* EXERCISE PROMPT *
Print the data that follows exactly.

-- start DATASET CONTENT --

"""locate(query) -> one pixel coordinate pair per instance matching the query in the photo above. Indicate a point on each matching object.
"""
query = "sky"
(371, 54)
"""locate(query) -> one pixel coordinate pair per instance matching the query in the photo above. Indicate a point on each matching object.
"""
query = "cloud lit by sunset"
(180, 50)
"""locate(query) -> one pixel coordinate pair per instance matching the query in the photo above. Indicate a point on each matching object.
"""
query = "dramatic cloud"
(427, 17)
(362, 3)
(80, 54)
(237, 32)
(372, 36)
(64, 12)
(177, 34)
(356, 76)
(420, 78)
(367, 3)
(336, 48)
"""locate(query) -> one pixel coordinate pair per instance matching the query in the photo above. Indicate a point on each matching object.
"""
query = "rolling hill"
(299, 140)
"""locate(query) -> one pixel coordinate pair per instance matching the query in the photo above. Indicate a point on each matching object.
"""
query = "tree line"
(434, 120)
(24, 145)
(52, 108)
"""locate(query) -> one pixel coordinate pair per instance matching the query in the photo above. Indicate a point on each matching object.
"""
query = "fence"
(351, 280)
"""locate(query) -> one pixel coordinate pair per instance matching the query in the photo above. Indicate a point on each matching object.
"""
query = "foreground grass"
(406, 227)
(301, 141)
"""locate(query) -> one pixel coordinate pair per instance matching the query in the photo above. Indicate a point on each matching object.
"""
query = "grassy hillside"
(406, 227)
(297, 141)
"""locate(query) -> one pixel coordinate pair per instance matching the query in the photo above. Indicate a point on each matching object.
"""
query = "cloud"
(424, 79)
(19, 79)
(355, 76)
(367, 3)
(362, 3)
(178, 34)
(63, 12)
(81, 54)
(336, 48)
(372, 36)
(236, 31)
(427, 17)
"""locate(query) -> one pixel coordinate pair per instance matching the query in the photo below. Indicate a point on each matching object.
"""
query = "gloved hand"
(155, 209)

-- end DATASET CONTENT --

* EXPECTED OUTPUT *
"""locate(query) -> one pixel coordinate pair per instance matching the query in the photo above. Indicate a point on each matching object.
"""
query = "sky"
(371, 54)
"""locate(query) -> one pixel coordinate pair per instance matching the query in the photo above. Indicate a point on each matching object.
"""
query = "cloud lit by sunset"
(180, 50)
"""locate(query) -> one pixel coordinate pair per instance matching the query in the photo above. Indicate a point on each matching object.
"""
query = "dramatic cloud"
(427, 17)
(362, 3)
(80, 54)
(237, 32)
(372, 36)
(64, 12)
(177, 34)
(356, 76)
(420, 78)
(367, 3)
(336, 48)
"""locate(query) -> one pixel coordinate pair per instance matching the query in the photo above. Indicate a point on each matching object.
"""
query = "rolling hill"
(299, 140)
"""locate(query) -> one pixel coordinate pair per instance matching the query in the photo above. Indicate a point on each matching object.
"""
query = "tree line"
(434, 120)
(24, 145)
(52, 108)
"""locate(query) -> one pixel coordinate pair per instance matching the query in the photo above. Indicate a point on each matching object.
"""
query = "fence"
(351, 280)
"""locate(query) -> one pixel coordinate pair per instance matching the query in the photo above. Indicate a point on each matching object.
"""
query = "foreground grass"
(406, 227)
(301, 141)
"""locate(query) -> one pixel coordinate pair per instance matching the query in the photo above. Indicate a point on each matching object.
"""
query = "grassy hillside"
(406, 227)
(297, 141)
"""locate(query) -> one pixel coordinate pair per instance matching the query in the photo above. Indicate a point on each matching object.
"""
query = "cloud"
(424, 79)
(19, 79)
(355, 76)
(367, 3)
(362, 3)
(178, 34)
(63, 12)
(81, 54)
(336, 48)
(372, 36)
(236, 31)
(427, 17)
"""locate(query) -> one pixel coordinate pair per instance matching the query in the photo below. Indicate a point on each matching object.
"""
query = "gloved hand"
(155, 209)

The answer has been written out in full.